>> Start
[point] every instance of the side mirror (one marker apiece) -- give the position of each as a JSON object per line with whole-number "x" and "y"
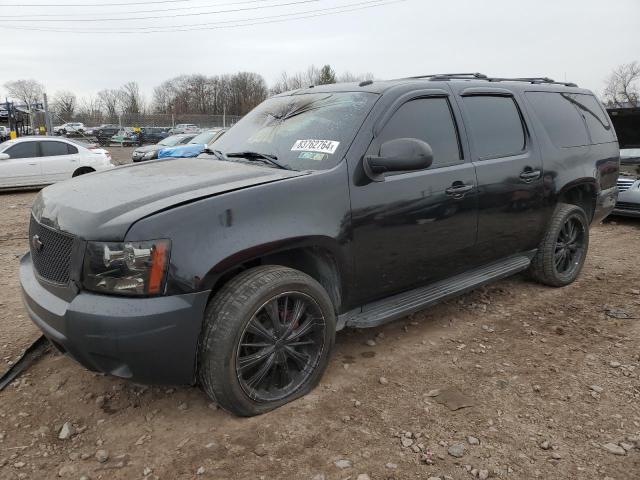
{"x": 399, "y": 155}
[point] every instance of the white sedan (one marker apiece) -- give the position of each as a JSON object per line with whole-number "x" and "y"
{"x": 36, "y": 161}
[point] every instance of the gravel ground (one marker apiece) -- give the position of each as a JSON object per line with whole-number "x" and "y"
{"x": 549, "y": 377}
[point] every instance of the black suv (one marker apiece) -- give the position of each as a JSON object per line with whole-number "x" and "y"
{"x": 345, "y": 205}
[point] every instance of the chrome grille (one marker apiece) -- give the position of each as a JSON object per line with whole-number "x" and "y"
{"x": 50, "y": 252}
{"x": 625, "y": 184}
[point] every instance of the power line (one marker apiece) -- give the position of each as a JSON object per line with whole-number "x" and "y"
{"x": 219, "y": 26}
{"x": 110, "y": 4}
{"x": 155, "y": 17}
{"x": 31, "y": 16}
{"x": 189, "y": 27}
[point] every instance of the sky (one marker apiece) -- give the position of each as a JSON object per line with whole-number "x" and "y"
{"x": 89, "y": 48}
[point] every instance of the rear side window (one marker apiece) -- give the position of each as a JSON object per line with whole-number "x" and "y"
{"x": 52, "y": 149}
{"x": 430, "y": 120}
{"x": 598, "y": 124}
{"x": 23, "y": 150}
{"x": 496, "y": 126}
{"x": 560, "y": 118}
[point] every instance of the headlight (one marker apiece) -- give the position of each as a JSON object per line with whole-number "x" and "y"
{"x": 127, "y": 268}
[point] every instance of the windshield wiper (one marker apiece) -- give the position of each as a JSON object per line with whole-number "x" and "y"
{"x": 262, "y": 157}
{"x": 217, "y": 153}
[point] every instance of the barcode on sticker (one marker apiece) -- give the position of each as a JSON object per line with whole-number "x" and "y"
{"x": 322, "y": 146}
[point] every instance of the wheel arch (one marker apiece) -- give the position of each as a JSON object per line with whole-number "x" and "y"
{"x": 583, "y": 193}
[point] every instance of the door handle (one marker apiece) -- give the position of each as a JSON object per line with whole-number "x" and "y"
{"x": 458, "y": 189}
{"x": 530, "y": 175}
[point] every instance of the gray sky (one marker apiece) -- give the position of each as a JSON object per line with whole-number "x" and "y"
{"x": 580, "y": 40}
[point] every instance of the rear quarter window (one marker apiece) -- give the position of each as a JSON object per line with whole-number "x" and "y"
{"x": 598, "y": 124}
{"x": 560, "y": 118}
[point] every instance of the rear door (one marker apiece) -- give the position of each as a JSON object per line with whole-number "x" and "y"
{"x": 509, "y": 169}
{"x": 59, "y": 160}
{"x": 416, "y": 227}
{"x": 23, "y": 166}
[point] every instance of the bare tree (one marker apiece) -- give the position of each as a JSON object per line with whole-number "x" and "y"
{"x": 622, "y": 86}
{"x": 108, "y": 99}
{"x": 64, "y": 104}
{"x": 27, "y": 91}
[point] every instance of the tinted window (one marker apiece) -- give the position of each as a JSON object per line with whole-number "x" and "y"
{"x": 598, "y": 124}
{"x": 23, "y": 150}
{"x": 430, "y": 120}
{"x": 495, "y": 125}
{"x": 560, "y": 118}
{"x": 51, "y": 149}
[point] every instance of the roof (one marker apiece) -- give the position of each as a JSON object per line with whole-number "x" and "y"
{"x": 434, "y": 81}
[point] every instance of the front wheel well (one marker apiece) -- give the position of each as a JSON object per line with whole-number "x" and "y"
{"x": 317, "y": 262}
{"x": 583, "y": 195}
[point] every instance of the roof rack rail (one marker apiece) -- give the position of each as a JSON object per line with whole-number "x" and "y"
{"x": 481, "y": 76}
{"x": 452, "y": 75}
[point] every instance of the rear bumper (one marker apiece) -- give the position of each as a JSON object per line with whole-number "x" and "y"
{"x": 147, "y": 340}
{"x": 605, "y": 204}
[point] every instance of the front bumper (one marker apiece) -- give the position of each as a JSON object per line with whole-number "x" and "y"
{"x": 147, "y": 340}
{"x": 628, "y": 204}
{"x": 605, "y": 203}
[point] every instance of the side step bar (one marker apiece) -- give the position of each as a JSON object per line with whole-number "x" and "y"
{"x": 395, "y": 307}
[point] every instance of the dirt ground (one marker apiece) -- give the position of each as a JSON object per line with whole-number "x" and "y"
{"x": 551, "y": 376}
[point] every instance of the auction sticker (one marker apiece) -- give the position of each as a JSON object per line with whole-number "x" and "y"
{"x": 321, "y": 146}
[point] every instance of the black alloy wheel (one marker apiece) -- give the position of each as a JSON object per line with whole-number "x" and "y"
{"x": 570, "y": 244}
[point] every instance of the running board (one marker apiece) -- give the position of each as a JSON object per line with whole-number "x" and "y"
{"x": 384, "y": 311}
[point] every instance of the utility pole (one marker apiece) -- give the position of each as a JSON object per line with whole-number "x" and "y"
{"x": 47, "y": 117}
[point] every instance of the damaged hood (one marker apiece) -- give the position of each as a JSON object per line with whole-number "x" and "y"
{"x": 103, "y": 205}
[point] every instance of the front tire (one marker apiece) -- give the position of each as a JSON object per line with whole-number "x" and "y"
{"x": 267, "y": 339}
{"x": 563, "y": 250}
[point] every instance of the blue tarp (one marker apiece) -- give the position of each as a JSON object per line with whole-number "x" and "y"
{"x": 182, "y": 151}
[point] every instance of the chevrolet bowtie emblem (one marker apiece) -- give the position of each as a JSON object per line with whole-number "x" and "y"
{"x": 36, "y": 243}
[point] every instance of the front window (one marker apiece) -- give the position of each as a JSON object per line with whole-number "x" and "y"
{"x": 203, "y": 138}
{"x": 305, "y": 132}
{"x": 171, "y": 141}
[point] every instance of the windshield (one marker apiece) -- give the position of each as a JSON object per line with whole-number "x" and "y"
{"x": 171, "y": 141}
{"x": 304, "y": 132}
{"x": 204, "y": 137}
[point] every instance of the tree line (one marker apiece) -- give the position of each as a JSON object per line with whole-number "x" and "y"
{"x": 231, "y": 94}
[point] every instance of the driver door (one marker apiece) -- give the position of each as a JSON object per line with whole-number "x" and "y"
{"x": 22, "y": 168}
{"x": 416, "y": 227}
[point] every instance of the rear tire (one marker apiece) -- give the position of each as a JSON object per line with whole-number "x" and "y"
{"x": 250, "y": 363}
{"x": 563, "y": 250}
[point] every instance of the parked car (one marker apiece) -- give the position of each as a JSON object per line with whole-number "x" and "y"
{"x": 35, "y": 161}
{"x": 104, "y": 132}
{"x": 195, "y": 146}
{"x": 72, "y": 128}
{"x": 150, "y": 152}
{"x": 184, "y": 128}
{"x": 333, "y": 206}
{"x": 126, "y": 137}
{"x": 153, "y": 134}
{"x": 628, "y": 204}
{"x": 5, "y": 133}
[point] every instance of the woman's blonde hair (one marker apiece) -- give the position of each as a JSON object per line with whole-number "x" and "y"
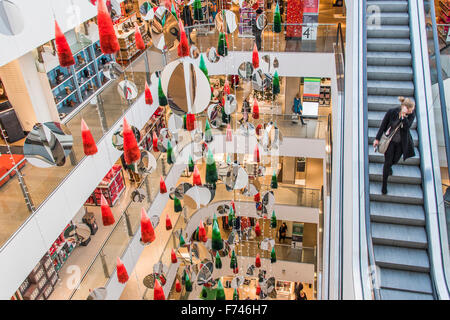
{"x": 407, "y": 102}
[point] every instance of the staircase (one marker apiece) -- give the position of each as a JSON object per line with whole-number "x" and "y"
{"x": 397, "y": 219}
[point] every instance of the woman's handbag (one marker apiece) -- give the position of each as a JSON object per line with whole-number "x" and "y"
{"x": 386, "y": 140}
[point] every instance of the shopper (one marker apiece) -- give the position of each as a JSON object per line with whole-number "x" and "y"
{"x": 396, "y": 124}
{"x": 297, "y": 107}
{"x": 282, "y": 232}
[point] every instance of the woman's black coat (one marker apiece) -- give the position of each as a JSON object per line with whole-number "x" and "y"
{"x": 407, "y": 143}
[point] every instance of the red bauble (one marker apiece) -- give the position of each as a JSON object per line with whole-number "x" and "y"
{"x": 65, "y": 55}
{"x": 89, "y": 145}
{"x": 108, "y": 39}
{"x": 107, "y": 216}
{"x": 131, "y": 150}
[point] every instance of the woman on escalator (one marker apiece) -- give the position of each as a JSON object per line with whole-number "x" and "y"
{"x": 397, "y": 140}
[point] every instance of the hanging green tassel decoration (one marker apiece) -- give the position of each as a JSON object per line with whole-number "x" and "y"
{"x": 276, "y": 84}
{"x": 220, "y": 293}
{"x": 273, "y": 256}
{"x": 216, "y": 239}
{"x": 277, "y": 20}
{"x": 222, "y": 48}
{"x": 273, "y": 220}
{"x": 161, "y": 96}
{"x": 177, "y": 204}
{"x": 218, "y": 261}
{"x": 191, "y": 164}
{"x": 198, "y": 11}
{"x": 211, "y": 170}
{"x": 274, "y": 182}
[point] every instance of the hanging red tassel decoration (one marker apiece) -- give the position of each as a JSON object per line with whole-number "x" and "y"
{"x": 122, "y": 274}
{"x": 147, "y": 231}
{"x": 196, "y": 179}
{"x": 183, "y": 46}
{"x": 158, "y": 292}
{"x": 173, "y": 256}
{"x": 155, "y": 142}
{"x": 131, "y": 150}
{"x": 190, "y": 121}
{"x": 148, "y": 96}
{"x": 140, "y": 45}
{"x": 258, "y": 261}
{"x": 255, "y": 113}
{"x": 108, "y": 39}
{"x": 65, "y": 55}
{"x": 162, "y": 186}
{"x": 168, "y": 223}
{"x": 257, "y": 229}
{"x": 107, "y": 216}
{"x": 255, "y": 57}
{"x": 89, "y": 145}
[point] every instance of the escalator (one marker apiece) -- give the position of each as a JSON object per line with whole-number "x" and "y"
{"x": 397, "y": 220}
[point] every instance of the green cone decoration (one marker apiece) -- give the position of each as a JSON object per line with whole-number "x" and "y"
{"x": 235, "y": 294}
{"x": 273, "y": 220}
{"x": 277, "y": 20}
{"x": 211, "y": 170}
{"x": 273, "y": 256}
{"x": 161, "y": 96}
{"x": 274, "y": 182}
{"x": 188, "y": 283}
{"x": 208, "y": 132}
{"x": 276, "y": 84}
{"x": 216, "y": 241}
{"x": 191, "y": 164}
{"x": 218, "y": 261}
{"x": 222, "y": 48}
{"x": 220, "y": 293}
{"x": 198, "y": 11}
{"x": 177, "y": 204}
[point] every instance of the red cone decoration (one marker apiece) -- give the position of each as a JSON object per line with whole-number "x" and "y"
{"x": 158, "y": 293}
{"x": 122, "y": 274}
{"x": 168, "y": 223}
{"x": 255, "y": 113}
{"x": 140, "y": 45}
{"x": 190, "y": 121}
{"x": 155, "y": 142}
{"x": 196, "y": 180}
{"x": 108, "y": 39}
{"x": 65, "y": 55}
{"x": 258, "y": 261}
{"x": 183, "y": 46}
{"x": 255, "y": 57}
{"x": 89, "y": 145}
{"x": 148, "y": 98}
{"x": 162, "y": 186}
{"x": 177, "y": 286}
{"x": 107, "y": 216}
{"x": 147, "y": 231}
{"x": 257, "y": 229}
{"x": 130, "y": 148}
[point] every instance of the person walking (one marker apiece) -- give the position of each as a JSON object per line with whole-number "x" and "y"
{"x": 396, "y": 122}
{"x": 297, "y": 108}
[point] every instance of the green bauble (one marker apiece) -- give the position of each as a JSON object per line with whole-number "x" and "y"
{"x": 218, "y": 261}
{"x": 161, "y": 96}
{"x": 220, "y": 293}
{"x": 216, "y": 239}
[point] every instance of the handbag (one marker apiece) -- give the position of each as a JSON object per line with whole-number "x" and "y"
{"x": 386, "y": 140}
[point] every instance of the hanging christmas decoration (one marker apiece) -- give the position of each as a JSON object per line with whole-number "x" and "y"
{"x": 89, "y": 146}
{"x": 122, "y": 274}
{"x": 108, "y": 39}
{"x": 65, "y": 55}
{"x": 107, "y": 216}
{"x": 131, "y": 150}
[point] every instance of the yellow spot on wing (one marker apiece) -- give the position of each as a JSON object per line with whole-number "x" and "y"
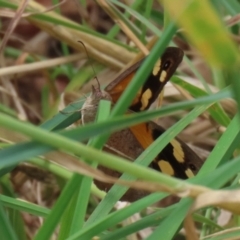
{"x": 166, "y": 167}
{"x": 157, "y": 67}
{"x": 163, "y": 76}
{"x": 189, "y": 173}
{"x": 177, "y": 151}
{"x": 145, "y": 98}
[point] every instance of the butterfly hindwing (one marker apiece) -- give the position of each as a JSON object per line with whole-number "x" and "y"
{"x": 176, "y": 159}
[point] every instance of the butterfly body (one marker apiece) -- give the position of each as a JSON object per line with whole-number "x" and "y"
{"x": 176, "y": 159}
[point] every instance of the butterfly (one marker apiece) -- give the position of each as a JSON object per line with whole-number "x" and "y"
{"x": 177, "y": 158}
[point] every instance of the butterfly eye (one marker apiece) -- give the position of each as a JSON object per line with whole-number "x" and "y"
{"x": 166, "y": 65}
{"x": 192, "y": 167}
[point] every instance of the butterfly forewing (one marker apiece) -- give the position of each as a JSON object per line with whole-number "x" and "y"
{"x": 162, "y": 72}
{"x": 176, "y": 159}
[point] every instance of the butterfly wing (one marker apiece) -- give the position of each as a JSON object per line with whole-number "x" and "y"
{"x": 176, "y": 159}
{"x": 162, "y": 72}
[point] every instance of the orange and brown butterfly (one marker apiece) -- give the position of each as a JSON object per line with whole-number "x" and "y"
{"x": 176, "y": 159}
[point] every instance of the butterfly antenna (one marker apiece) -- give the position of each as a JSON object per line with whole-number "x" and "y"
{"x": 95, "y": 77}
>> End
### [DIRECTION]
Starting at the line that contains "[point] every instance of the butterfly eye", quote each remaining line of the entries above, unchanged.

### [RESPONSE BELOW]
[point] every instance of the butterfly eye (one marker apiece) -- give the position of each as a JSON object per line with whole-number "x" and "y"
{"x": 166, "y": 65}
{"x": 192, "y": 167}
[point] every instance of the butterfly forewing (one marker apiece) -- give the position of each as a JSON object per line with whole-number "x" and "y"
{"x": 162, "y": 72}
{"x": 176, "y": 159}
[point] every instance of the butterfly wing (one marker apiece) -- give the position of each as a JSON object per line with whole-number "x" and "y"
{"x": 176, "y": 159}
{"x": 162, "y": 72}
[point] every instance of the orange and brown butterfly (one marker apiece) -- give the position of each as a JSON object per line with whole-number "x" and "y"
{"x": 176, "y": 159}
[point] every instance of the butterfly antenna (one marker apiece) -- give the position of each as a JSON object per line with whole-number "x" and "y"
{"x": 95, "y": 77}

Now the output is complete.